What to work on :: Here the job is to repeat the listing exactly, but not the pictures in it.
★ ★ ★ ★ ★ ★ ★
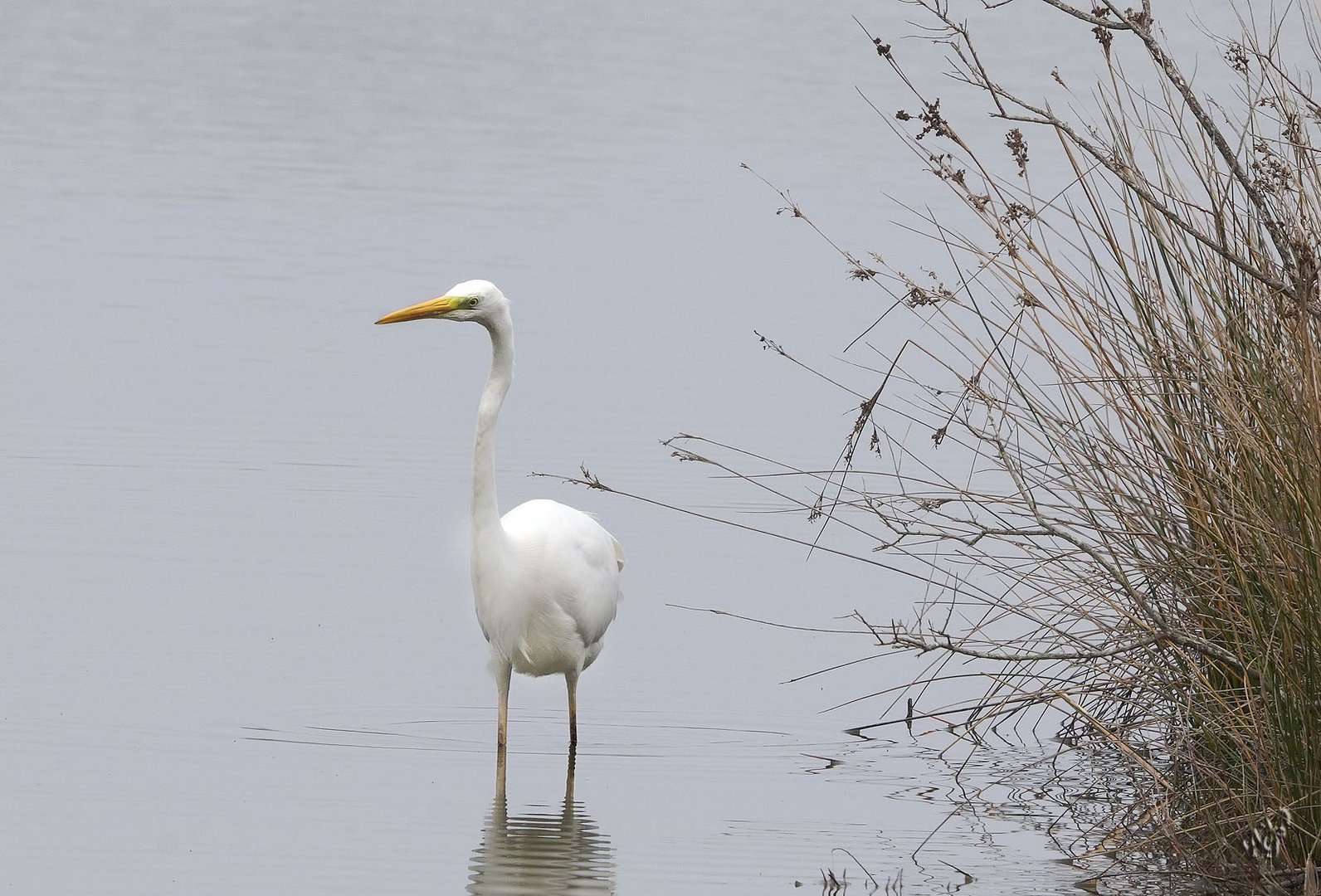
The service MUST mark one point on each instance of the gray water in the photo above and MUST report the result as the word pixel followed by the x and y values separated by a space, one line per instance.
pixel 238 642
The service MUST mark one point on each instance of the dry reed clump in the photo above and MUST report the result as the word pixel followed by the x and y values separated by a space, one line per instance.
pixel 1126 367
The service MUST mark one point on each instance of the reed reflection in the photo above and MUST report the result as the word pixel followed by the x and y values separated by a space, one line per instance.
pixel 540 853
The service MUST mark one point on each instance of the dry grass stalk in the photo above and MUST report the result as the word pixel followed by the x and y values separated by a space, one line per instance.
pixel 1135 357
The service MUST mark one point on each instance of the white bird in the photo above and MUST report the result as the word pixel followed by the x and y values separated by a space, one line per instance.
pixel 546 577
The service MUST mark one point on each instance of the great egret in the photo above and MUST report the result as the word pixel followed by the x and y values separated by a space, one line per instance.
pixel 546 577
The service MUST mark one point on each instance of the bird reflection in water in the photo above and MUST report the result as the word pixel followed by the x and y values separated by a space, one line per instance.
pixel 540 853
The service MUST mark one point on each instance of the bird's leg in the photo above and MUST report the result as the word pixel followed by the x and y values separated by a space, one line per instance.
pixel 502 675
pixel 571 681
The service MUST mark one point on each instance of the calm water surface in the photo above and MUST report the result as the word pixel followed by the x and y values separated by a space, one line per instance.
pixel 238 644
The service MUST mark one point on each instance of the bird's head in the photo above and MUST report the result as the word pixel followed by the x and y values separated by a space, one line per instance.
pixel 470 300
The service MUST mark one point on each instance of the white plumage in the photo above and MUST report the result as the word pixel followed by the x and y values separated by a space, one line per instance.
pixel 546 577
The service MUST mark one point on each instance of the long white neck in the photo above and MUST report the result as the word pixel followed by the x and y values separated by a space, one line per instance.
pixel 486 528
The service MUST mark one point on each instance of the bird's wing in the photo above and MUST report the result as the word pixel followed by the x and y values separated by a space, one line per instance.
pixel 573 562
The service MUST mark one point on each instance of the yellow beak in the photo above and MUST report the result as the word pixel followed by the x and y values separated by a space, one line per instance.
pixel 430 308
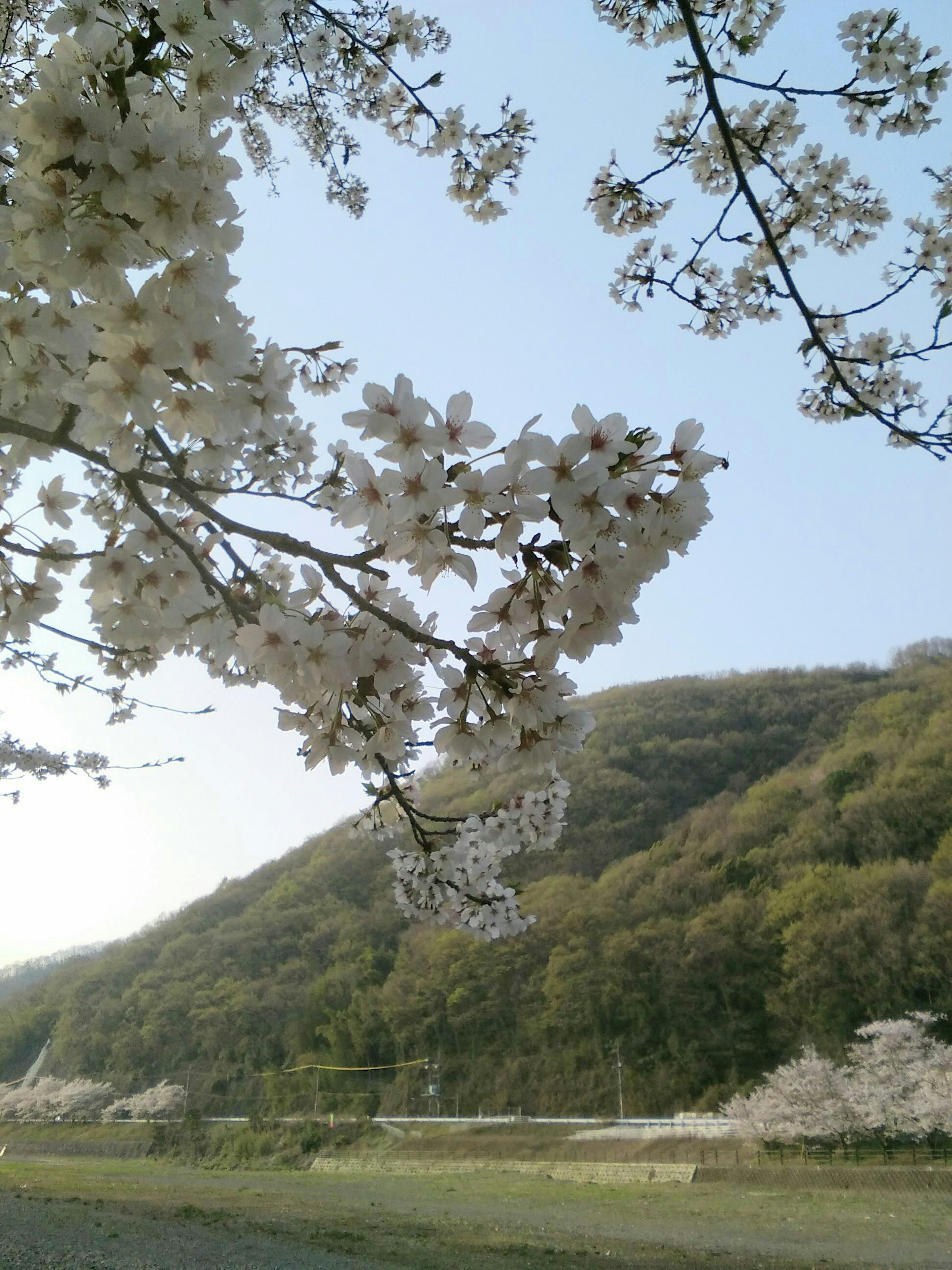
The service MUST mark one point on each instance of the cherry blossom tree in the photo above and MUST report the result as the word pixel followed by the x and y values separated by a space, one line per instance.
pixel 897 1085
pixel 140 414
pixel 781 193
pixel 808 1098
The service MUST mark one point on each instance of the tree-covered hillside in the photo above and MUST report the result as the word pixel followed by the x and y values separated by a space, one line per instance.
pixel 751 860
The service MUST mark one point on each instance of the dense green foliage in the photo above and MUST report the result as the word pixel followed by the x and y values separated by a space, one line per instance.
pixel 751 861
pixel 23 975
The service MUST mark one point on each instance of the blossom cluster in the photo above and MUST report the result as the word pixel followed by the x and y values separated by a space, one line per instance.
pixel 897 1085
pixel 54 1099
pixel 127 366
pixel 459 885
pixel 780 201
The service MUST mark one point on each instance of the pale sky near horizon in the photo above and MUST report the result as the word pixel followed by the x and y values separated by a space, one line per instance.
pixel 827 548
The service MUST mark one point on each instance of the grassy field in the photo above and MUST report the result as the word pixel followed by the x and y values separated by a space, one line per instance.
pixel 489 1222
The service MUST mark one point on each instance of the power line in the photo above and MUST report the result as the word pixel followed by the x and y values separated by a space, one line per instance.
pixel 327 1067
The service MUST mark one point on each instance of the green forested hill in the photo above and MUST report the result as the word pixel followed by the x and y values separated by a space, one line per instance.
pixel 752 860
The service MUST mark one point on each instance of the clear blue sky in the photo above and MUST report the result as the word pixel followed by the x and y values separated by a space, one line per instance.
pixel 826 547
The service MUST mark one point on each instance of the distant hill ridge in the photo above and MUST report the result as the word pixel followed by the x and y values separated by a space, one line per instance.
pixel 751 860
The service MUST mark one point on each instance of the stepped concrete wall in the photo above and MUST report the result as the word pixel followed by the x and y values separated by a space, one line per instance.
pixel 558 1170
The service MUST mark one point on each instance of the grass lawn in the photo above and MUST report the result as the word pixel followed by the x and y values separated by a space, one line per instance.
pixel 478 1222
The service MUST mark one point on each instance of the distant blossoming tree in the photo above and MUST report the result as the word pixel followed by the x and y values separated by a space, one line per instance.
pixel 163 1102
pixel 806 1098
pixel 199 501
pixel 895 1085
pixel 125 364
pixel 51 1099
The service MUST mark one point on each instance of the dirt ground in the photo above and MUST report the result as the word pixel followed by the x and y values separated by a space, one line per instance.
pixel 69 1215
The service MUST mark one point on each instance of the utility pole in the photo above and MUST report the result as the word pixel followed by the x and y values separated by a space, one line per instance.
pixel 619 1071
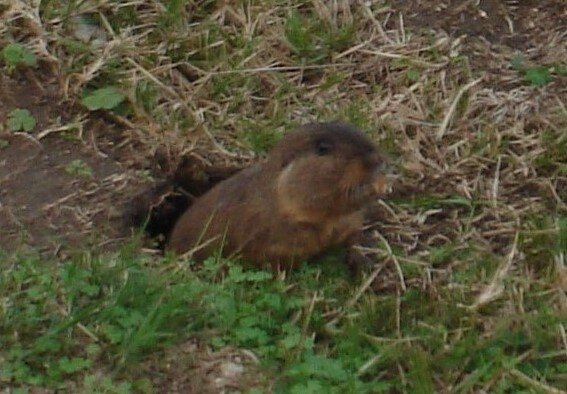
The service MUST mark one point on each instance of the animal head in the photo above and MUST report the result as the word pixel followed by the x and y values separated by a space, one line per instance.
pixel 327 169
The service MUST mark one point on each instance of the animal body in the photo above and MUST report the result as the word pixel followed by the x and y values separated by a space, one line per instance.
pixel 308 195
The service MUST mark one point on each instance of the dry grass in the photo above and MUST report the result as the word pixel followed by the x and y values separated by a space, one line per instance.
pixel 481 152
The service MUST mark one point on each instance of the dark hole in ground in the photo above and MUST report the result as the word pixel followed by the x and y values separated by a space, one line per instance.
pixel 157 210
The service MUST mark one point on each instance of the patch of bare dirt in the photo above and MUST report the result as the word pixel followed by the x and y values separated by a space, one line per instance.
pixel 518 24
pixel 44 204
pixel 190 368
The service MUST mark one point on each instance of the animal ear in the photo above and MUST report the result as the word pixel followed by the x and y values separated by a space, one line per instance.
pixel 323 147
pixel 287 157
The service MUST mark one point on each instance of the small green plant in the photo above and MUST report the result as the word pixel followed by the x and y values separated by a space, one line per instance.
pixel 535 75
pixel 16 54
pixel 108 97
pixel 21 120
pixel 79 168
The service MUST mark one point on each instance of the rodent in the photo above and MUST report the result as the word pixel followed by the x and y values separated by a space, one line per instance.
pixel 309 194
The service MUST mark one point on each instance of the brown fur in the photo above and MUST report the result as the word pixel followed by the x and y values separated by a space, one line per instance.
pixel 307 195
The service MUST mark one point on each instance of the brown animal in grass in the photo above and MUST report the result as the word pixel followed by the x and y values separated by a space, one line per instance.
pixel 308 195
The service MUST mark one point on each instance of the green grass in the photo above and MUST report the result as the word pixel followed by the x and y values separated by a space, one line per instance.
pixel 62 320
pixel 246 72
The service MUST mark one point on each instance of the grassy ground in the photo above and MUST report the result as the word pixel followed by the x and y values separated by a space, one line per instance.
pixel 469 289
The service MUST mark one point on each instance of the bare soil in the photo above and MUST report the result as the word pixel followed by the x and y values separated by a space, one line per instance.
pixel 44 205
pixel 517 24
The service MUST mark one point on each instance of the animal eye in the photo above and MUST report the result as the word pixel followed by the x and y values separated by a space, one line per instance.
pixel 324 147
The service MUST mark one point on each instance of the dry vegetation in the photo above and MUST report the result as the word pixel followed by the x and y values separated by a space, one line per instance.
pixel 470 280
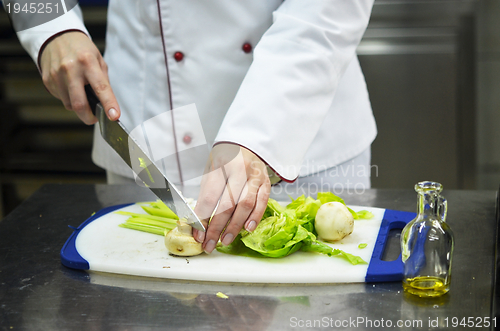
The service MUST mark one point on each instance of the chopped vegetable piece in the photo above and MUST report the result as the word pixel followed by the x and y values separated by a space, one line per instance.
pixel 180 240
pixel 333 221
pixel 149 222
pixel 284 231
pixel 143 165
★ ★ ★ ★ ★ ★ ★
Answer section ::
The service MUST mark one point on each instance of the gray water in the photo above and MUST report the result as the word pixel followed by the x and y values separated by a space, one line per instance.
pixel 238 642
The service MUST mark one point on each instance of the dry reed clump in the photo above and MUST report the result as the word pixel followed by the x and y values separated by a space, one line per instance.
pixel 1126 367
The service MUST mark one point on each instance of the reed reflection in the photo above and MUST report the result as the word pixel followed by the x and y values separated by a space, one line per instance.
pixel 540 853
The service MUST mark one point on each instance of the dry grass stalk in the photo above and MUST report the result as the word pixel followed by the x and y values separated by a space, one line per instance.
pixel 1135 357
The service MUST mark one point on each instance of the white bird in the photo above and MUST report the result as the word pixel followed by the x and y values separated by a space, one line per instance.
pixel 546 577
The service MUST mark one point on each instance of the great egret in the photo above and MUST report the result as the word pixel followed by the x and y values separated by a space, one line per instance.
pixel 546 577
The service MUST mark one point on each instance of the bird reflection in water in the photo above and MUST report the result as the word pixel followed by the x and y values separated by a space, one line per instance.
pixel 540 853
The service MUST mark one point on each instance of the bird's leg in the photo above and MUST report the result as the word pixel followed by the x and y values separated by a space, one line per instance.
pixel 502 675
pixel 571 681
The service MUST mark one point on each instance of the calm water surface in the photo above and MUST report the result as the word pixel followed by the x and y values separated by a space, one line per instance.
pixel 238 644
The service MUST mark one point on each instance of the bird's head in the photo above and MUST report the result as the word pixel followed by the x and y values separated by a space, one line per instance.
pixel 470 300
The service MUST mark one point on each instance of the white plumage in the photo above and MUST report the result as the word pixel followed by the x and y values separated by a space, one line per instance.
pixel 546 577
The service MUST mark one point on each instance of the long white neck in the photo above and MUST report the result as the word pixel followed by the x and y values separated by a space, one line per instance.
pixel 486 528
The service MUST mark one point on each instance of the bird's wing in the photo above and MUST report the result as the word pixel followed by the x and y values separated by a space, one line per instance.
pixel 573 562
The service MUST mark one point on each instance of the yellow beak in the photo above and MUST report the result as the word pixel followed by the x and y values separated by a space, one line per instance.
pixel 430 308
The service MUST mark one point on each instance of the cherry blossom tree in the photo above and MUST report the result as the word pixel followed by the x and y values separated by a space, one line per instance.
pixel 897 1085
pixel 140 414
pixel 781 193
pixel 808 1098
The service MUST mark one point on each instance of the tree-covered hillside in the photo above and MUST report the result as the word pixel followed by the x and y values separated by a space, one line per instance.
pixel 751 860
The service MUST mark one point on each instance of the dense green foliage in the photo above and MUST report the result as the word pixel followed by the x and y values separated by a space, one line per instance.
pixel 751 861
pixel 23 975
The service MUST mark one point on each instance of the blossom cluster in the photo above and MUST report the result as the word pixel followed by the x and y values separated by a space, one line per instance.
pixel 897 1085
pixel 54 1099
pixel 127 366
pixel 459 885
pixel 780 201
The service MUST mark one point on each instance of the pale sky near horizon in the photo above and MUST report the result as the word pixel followed by the x and y values separated by a space, one line per instance.
pixel 827 548
The service MUST mark one point on each instance of the grassy field in the photo above and MUST report the result as the word pixel followed by the x and y values separated by a space, one line per instance.
pixel 489 1222
The service MUST mark one point on each instance of the power line in the photo above and MUST report the result as the word pixel followed by the x and y values separated by a space, one line per instance.
pixel 327 1067
The service MUST mark one point on each instance of the green forested hill in the photo above and MUST report the result as the word pixel followed by the x and y values separated by a space, one line per instance.
pixel 752 860
The service MUST mark one point on each instance of the clear blue sky in the photo above and MUST report the result as the word pixel followed by the x and y values separated by a space, one line per instance.
pixel 826 547
The service MUST mark one point on each instance of the distant hill ridge in the photo above and MUST report the result as the word pixel followed by the x and y values separated by a space, one line per instance.
pixel 751 860
The service MUST mark one point on each instance of the stepped concrete wall in the photo above and MUST report the result as the word pixel followed by the x and y values separated by a space, one line per instance.
pixel 558 1170
The service MUST mark one point on each instance of the grass lawn in the photo above and MUST report the result as the word pixel followed by the x and y values separated by a space, one line per instance.
pixel 478 1222
The service MUST mark one point on each instance of the distant blossoming tree in the photo above and MUST report the result as the word pixel followed by the x and y values separated by a space, one line per instance.
pixel 163 1102
pixel 806 1098
pixel 199 501
pixel 895 1085
pixel 125 364
pixel 51 1099
The service MUST mark one point on each instance of the dirt ground in the photo above and MUST report the result as the word pixel followed by the x and y values separated by a space, one line per instance.
pixel 69 1215
The service MUST mark one point on each instance of the utility pole in the photo above and MUST report the result as the word pixel followed by the x and y values separated by a space, one line per instance.
pixel 619 1071
The service MUST mark one point on each instance of the animal head in the photo above and MUST report the result as the word pixel followed by the x and y values separated by a space, one line per instance.
pixel 327 169
The service MUST mark one point on each instance of the animal body in the photo above and MUST report the result as the word pixel followed by the x and y values separated by a space, one line per instance.
pixel 308 195
The service MUST mark one point on each instance of the dry grass in the photo above and MUST report the result as the word pixel followed by the x and y values separated by a space, one line per instance.
pixel 481 152
The service MUST mark one point on each instance of the dark hole in ground in the photo above and MUST report the result as the word pixel followed by the x and y values separated by a space, one line per instance.
pixel 157 210
The service MUST mark one point on each instance of the patch of bare dirt in the photo above and MUST report the result as the word pixel followed by the x and y values separated by a space, one line per instance.
pixel 518 24
pixel 44 204
pixel 190 368
The service MUST mark one point on each instance of the animal ear in the photo above and MUST report the result as the word pixel followed by the x and y values separated by a space, one line per instance.
pixel 323 147
pixel 287 157
The service MUST mark one point on each instance of the small green plant in the photo above and MUST report the result as the word pixel followed by the x and y values separated by a space, one line per instance.
pixel 535 75
pixel 16 54
pixel 108 97
pixel 21 120
pixel 79 168
The service MUST mark one point on each instance of the rodent in the photo above and MUST report the result as the word pixel followed by the x and y values separated by a space, one line per instance.
pixel 309 194
The service MUST mark one point on each instance of the brown fur in the photo above and MUST report the result as the word pixel followed by the x and y values separated by a space, one line per instance.
pixel 307 195
The service MUST mark one point on each instance of the brown animal in grass in the photo above and MUST report the result as the word pixel followed by the x and y values separated by a space, one line per instance.
pixel 308 195
The service MUST mark one point on each instance of the green grass in the photo above and MUST report the result as the word pixel followed by the x and y values separated by a space, one line per instance.
pixel 62 320
pixel 246 72
The service MUST mark one point on each instance of the grassy ground in the photo above and MUST report the result as the word pixel followed by the x and y values separated by a space, one line per instance.
pixel 469 289
The service MUST mark one point on each instance of the bare soil in the photo above and MUST report the result as the word pixel followed by the x and y values separated by a space, one line per instance.
pixel 44 205
pixel 517 24
The service MUST mark one point on each instance of the animal eye in the photo above and MUST report the result as the word pixel followed by the x and y values separated by a space, one line per instance.
pixel 324 147
The service MUST mark one point on each instance of the dry vegetation in the photo above and MUST report the result as the word pixel followed by the x and y values separated by a space, one line per instance.
pixel 470 280
The service MUST mark one point on each instance of the chopped vegetable piece in the photo above and MUST report the result as the word pixel followed by the x and y values separated by a space, one line per instance.
pixel 180 240
pixel 333 221
pixel 149 222
pixel 284 231
pixel 143 165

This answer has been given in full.